MATERIAL FOR THE TASK:
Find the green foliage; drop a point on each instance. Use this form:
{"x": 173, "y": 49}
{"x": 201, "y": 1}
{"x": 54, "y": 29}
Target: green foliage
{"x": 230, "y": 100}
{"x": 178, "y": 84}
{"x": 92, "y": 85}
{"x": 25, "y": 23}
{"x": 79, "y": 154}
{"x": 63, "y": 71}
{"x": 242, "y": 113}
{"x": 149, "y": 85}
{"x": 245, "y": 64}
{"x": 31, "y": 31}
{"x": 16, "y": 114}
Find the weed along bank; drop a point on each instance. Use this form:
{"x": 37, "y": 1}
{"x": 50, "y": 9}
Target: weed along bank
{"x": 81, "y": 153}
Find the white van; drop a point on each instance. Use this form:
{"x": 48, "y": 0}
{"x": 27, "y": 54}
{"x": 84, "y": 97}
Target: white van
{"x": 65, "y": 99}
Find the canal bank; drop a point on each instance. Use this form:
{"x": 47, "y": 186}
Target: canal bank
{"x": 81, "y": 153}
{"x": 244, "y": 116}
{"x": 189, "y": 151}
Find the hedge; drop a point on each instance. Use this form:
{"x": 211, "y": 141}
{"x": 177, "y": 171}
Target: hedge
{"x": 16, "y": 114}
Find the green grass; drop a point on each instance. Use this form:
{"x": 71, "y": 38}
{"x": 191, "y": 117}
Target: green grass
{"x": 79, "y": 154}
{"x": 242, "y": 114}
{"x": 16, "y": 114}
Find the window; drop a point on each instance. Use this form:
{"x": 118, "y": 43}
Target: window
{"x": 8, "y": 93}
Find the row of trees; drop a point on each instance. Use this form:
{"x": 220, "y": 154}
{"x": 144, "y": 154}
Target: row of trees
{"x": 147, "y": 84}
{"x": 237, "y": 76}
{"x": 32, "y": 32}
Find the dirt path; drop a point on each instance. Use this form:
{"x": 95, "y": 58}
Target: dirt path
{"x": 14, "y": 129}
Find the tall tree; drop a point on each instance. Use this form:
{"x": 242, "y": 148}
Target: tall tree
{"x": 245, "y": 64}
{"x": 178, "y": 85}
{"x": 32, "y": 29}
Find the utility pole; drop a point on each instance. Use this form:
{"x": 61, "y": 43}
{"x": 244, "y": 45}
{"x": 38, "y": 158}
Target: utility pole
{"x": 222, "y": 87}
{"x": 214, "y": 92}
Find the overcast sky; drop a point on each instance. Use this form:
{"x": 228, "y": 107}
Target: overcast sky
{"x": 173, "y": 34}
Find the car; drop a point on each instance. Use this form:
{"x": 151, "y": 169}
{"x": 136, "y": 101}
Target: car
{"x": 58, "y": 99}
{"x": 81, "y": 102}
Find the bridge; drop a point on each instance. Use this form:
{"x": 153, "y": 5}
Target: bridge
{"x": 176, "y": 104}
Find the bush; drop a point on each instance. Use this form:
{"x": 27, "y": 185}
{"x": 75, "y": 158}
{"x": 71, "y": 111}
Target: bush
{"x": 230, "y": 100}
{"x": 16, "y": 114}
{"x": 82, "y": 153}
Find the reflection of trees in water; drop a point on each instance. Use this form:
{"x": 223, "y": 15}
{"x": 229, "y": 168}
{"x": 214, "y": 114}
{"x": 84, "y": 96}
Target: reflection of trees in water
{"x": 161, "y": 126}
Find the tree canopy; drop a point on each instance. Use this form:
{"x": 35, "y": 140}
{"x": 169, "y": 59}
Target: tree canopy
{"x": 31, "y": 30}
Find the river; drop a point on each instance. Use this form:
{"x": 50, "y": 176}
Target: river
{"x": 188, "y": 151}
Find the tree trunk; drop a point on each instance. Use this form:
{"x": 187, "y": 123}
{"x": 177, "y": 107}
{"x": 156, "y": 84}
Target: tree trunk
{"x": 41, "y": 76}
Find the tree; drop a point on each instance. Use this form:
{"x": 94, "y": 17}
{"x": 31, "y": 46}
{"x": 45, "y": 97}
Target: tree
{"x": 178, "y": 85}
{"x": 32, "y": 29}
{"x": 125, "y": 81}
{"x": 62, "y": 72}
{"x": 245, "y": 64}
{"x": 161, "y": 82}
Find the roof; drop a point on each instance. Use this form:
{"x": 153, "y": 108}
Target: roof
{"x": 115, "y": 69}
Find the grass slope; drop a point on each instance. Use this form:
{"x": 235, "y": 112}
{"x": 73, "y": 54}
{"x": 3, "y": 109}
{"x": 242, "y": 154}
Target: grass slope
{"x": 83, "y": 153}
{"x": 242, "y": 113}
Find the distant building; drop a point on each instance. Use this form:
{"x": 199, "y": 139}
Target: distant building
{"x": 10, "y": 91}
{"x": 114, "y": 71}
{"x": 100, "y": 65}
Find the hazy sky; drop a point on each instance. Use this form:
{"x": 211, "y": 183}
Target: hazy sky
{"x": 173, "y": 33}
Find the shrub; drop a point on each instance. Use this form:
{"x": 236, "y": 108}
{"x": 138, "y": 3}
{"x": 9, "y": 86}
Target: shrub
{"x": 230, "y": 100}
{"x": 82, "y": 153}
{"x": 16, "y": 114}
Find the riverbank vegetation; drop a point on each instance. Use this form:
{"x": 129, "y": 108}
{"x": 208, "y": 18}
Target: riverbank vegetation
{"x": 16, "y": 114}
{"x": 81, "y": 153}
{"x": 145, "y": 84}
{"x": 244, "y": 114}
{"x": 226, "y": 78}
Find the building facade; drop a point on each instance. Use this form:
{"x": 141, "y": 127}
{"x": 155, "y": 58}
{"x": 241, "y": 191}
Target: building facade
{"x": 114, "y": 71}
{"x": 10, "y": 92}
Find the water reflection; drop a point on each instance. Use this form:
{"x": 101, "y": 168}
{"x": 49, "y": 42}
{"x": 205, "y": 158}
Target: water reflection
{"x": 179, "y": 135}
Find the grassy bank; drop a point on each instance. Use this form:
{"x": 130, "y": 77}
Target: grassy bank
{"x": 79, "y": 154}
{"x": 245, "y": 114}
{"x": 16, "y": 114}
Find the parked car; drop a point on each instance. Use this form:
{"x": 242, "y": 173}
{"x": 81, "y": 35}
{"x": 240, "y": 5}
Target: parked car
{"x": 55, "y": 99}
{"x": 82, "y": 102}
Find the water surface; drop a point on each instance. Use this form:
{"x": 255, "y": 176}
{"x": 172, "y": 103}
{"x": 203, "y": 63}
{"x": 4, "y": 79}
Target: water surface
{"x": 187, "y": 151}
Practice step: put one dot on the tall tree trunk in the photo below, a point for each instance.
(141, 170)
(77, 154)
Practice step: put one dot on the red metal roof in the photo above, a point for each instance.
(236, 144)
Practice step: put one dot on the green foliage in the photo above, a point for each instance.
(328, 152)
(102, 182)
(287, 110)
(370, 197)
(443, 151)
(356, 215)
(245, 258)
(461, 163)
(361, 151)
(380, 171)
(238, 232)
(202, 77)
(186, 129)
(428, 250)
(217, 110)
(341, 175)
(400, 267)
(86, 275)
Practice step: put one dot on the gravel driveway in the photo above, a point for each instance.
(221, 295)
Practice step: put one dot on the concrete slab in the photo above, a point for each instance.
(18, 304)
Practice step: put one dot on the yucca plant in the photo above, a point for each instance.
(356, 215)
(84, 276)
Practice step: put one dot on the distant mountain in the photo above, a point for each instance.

TASK GOAL:
Return all the data exactly as given.

SOLUTION:
Find the green foliage; drop a point on each instance. Use this form:
{"x": 173, "y": 49}
{"x": 201, "y": 1}
{"x": 54, "y": 29}
Target: green foliage
{"x": 230, "y": 100}
{"x": 178, "y": 84}
{"x": 92, "y": 85}
{"x": 25, "y": 23}
{"x": 79, "y": 154}
{"x": 63, "y": 71}
{"x": 242, "y": 113}
{"x": 149, "y": 85}
{"x": 245, "y": 64}
{"x": 31, "y": 31}
{"x": 16, "y": 114}
Find the weed along bank; drop a point on each instance. Use this form:
{"x": 37, "y": 1}
{"x": 50, "y": 9}
Target: weed along bank
{"x": 81, "y": 153}
Find the white van; drop a point on each instance. Use this form:
{"x": 48, "y": 0}
{"x": 27, "y": 54}
{"x": 84, "y": 97}
Target: white van
{"x": 65, "y": 99}
Find the canal bank; drop a point on each instance. Use this form:
{"x": 47, "y": 186}
Target: canal bank
{"x": 81, "y": 153}
{"x": 244, "y": 116}
{"x": 189, "y": 151}
Find the hedge; drop a point on each instance. Use this form:
{"x": 211, "y": 141}
{"x": 177, "y": 171}
Target: hedge
{"x": 16, "y": 114}
Find the green grass; drop a point on each instance. Use this form:
{"x": 71, "y": 38}
{"x": 191, "y": 117}
Target: green grass
{"x": 79, "y": 154}
{"x": 242, "y": 114}
{"x": 16, "y": 114}
Find the window; drop a point on each instance. Use this form:
{"x": 118, "y": 43}
Target: window
{"x": 8, "y": 93}
Find the row of trees; drop a point on each instance. Use this form:
{"x": 220, "y": 154}
{"x": 144, "y": 154}
Target: row of trees
{"x": 147, "y": 84}
{"x": 237, "y": 76}
{"x": 32, "y": 32}
Find the dirt path; drop a point on each instance. Use this form:
{"x": 95, "y": 58}
Target: dirt path
{"x": 14, "y": 129}
Find the tall tree; drop a point on each instance. Use this form:
{"x": 242, "y": 148}
Target: tall tree
{"x": 245, "y": 64}
{"x": 178, "y": 85}
{"x": 32, "y": 29}
Find the utility pole; drop a point on each instance. Use this form:
{"x": 61, "y": 43}
{"x": 244, "y": 45}
{"x": 38, "y": 158}
Target: utility pole
{"x": 222, "y": 87}
{"x": 214, "y": 92}
Find the overcast sky; drop a point on each instance. Use this form:
{"x": 228, "y": 107}
Target: overcast sky
{"x": 173, "y": 34}
Find the car; drop a point on each instance. Use this form:
{"x": 151, "y": 169}
{"x": 136, "y": 101}
Target: car
{"x": 58, "y": 99}
{"x": 81, "y": 102}
Find the bridge; drop a point on each instance. Use this form:
{"x": 153, "y": 5}
Target: bridge
{"x": 176, "y": 104}
Find the bush; drop a point on each instance. Use this form:
{"x": 27, "y": 185}
{"x": 75, "y": 158}
{"x": 71, "y": 111}
Target: bush
{"x": 230, "y": 100}
{"x": 16, "y": 114}
{"x": 82, "y": 153}
Find the reflection of trees in water; drop a point on each instance. Use this form:
{"x": 223, "y": 15}
{"x": 229, "y": 168}
{"x": 214, "y": 114}
{"x": 84, "y": 96}
Target: reflection of trees in water
{"x": 161, "y": 126}
Find the tree canopy; drop a point on each instance. Use this form:
{"x": 35, "y": 140}
{"x": 169, "y": 59}
Target: tree canopy
{"x": 31, "y": 30}
Find the river; drop a point on each instance. Use this form:
{"x": 50, "y": 176}
Target: river
{"x": 188, "y": 151}
Find the tree trunk; drop a point on each instance. Use this form:
{"x": 187, "y": 123}
{"x": 177, "y": 107}
{"x": 156, "y": 84}
Target: tree trunk
{"x": 41, "y": 76}
Find the tree; drop a point on each instance. Use this form:
{"x": 94, "y": 17}
{"x": 31, "y": 46}
{"x": 45, "y": 97}
Target: tree
{"x": 178, "y": 85}
{"x": 32, "y": 29}
{"x": 125, "y": 81}
{"x": 62, "y": 72}
{"x": 245, "y": 64}
{"x": 161, "y": 82}
Find the roof; drop a point on each instance. Use this form:
{"x": 153, "y": 108}
Target: roof
{"x": 115, "y": 69}
Find the grass slope; drop a point on each instance. Use this form:
{"x": 235, "y": 112}
{"x": 73, "y": 54}
{"x": 3, "y": 109}
{"x": 242, "y": 154}
Target: grass slope
{"x": 83, "y": 153}
{"x": 242, "y": 113}
Find the distant building; drop a point on each instance. Use this form:
{"x": 199, "y": 139}
Target: distant building
{"x": 10, "y": 91}
{"x": 114, "y": 71}
{"x": 100, "y": 65}
Find the hazy sky; drop a point on each instance. Use this form:
{"x": 211, "y": 183}
Target: hazy sky
{"x": 173, "y": 33}
Find the shrub; drop a point on each instance. Use this form:
{"x": 236, "y": 108}
{"x": 138, "y": 3}
{"x": 9, "y": 86}
Target: shrub
{"x": 230, "y": 100}
{"x": 82, "y": 153}
{"x": 16, "y": 114}
Find the riverbank vegetation; drop a point on each instance. Use this form:
{"x": 129, "y": 108}
{"x": 208, "y": 18}
Target: riverbank vegetation
{"x": 16, "y": 114}
{"x": 81, "y": 153}
{"x": 145, "y": 84}
{"x": 244, "y": 114}
{"x": 226, "y": 78}
Find the building facade; drop a point on each instance. Use this form:
{"x": 141, "y": 127}
{"x": 155, "y": 58}
{"x": 241, "y": 191}
Target: building facade
{"x": 114, "y": 71}
{"x": 10, "y": 92}
Find the water reflection; drop a point on each instance. Use this form:
{"x": 101, "y": 168}
{"x": 49, "y": 42}
{"x": 205, "y": 158}
Target: water reflection
{"x": 179, "y": 135}
Find the grassy bank; drop a point on each instance. Use this form:
{"x": 130, "y": 77}
Target: grassy bank
{"x": 79, "y": 154}
{"x": 245, "y": 114}
{"x": 16, "y": 114}
Find the parked car; drop a point on each instance. Use this form:
{"x": 242, "y": 173}
{"x": 81, "y": 35}
{"x": 240, "y": 5}
Target: parked car
{"x": 55, "y": 99}
{"x": 82, "y": 102}
Find the water surface; drop a point on each instance. Use this form:
{"x": 255, "y": 176}
{"x": 172, "y": 103}
{"x": 203, "y": 63}
{"x": 4, "y": 79}
Target: water surface
{"x": 187, "y": 151}
Practice step: put one dot on the tall tree trunk in the photo below, a point for each instance.
(141, 170)
(77, 154)
Practice step: put one dot on the red metal roof in the photo above, a point for each instance.
(236, 144)
Practice step: put one dot on the green foliage in the photo above, a point for each instance.
(328, 152)
(102, 182)
(287, 110)
(370, 197)
(443, 151)
(356, 215)
(245, 258)
(461, 163)
(361, 151)
(380, 171)
(238, 232)
(202, 77)
(186, 129)
(428, 250)
(217, 110)
(341, 175)
(400, 267)
(86, 275)
Practice step: put one dot on the gravel driveway in the photo above, a point for each instance.
(221, 295)
Practice step: put one dot on the concrete slab in the photo above, a point for each instance.
(18, 304)
Practice step: put one dot on the yucca plant in the photo above, a point for each instance.
(356, 215)
(84, 276)
Practice step: put one dot on the distant mountain in the photo above, a point for each instance.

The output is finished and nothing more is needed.